STATED GOAL:
Copy out every line of the entries below, requests included. Multiply each point coordinate in the answers by 2.15 and round to the nearest whole number, with halves rounded up; leave every number in the requests and their format samples unchanged.
** begin **
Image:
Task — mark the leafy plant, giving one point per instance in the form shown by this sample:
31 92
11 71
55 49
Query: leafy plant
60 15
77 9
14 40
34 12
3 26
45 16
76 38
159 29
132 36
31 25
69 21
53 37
** end **
WORKED ANSWER:
Image:
Task — mark the leafy plant, giving one point per instance in the form shown by this sample:
31 92
11 71
55 49
Query: leafy plant
129 32
166 19
30 86
73 26
6 56
97 34
163 82
342 62
284 77
67 54
148 45
114 80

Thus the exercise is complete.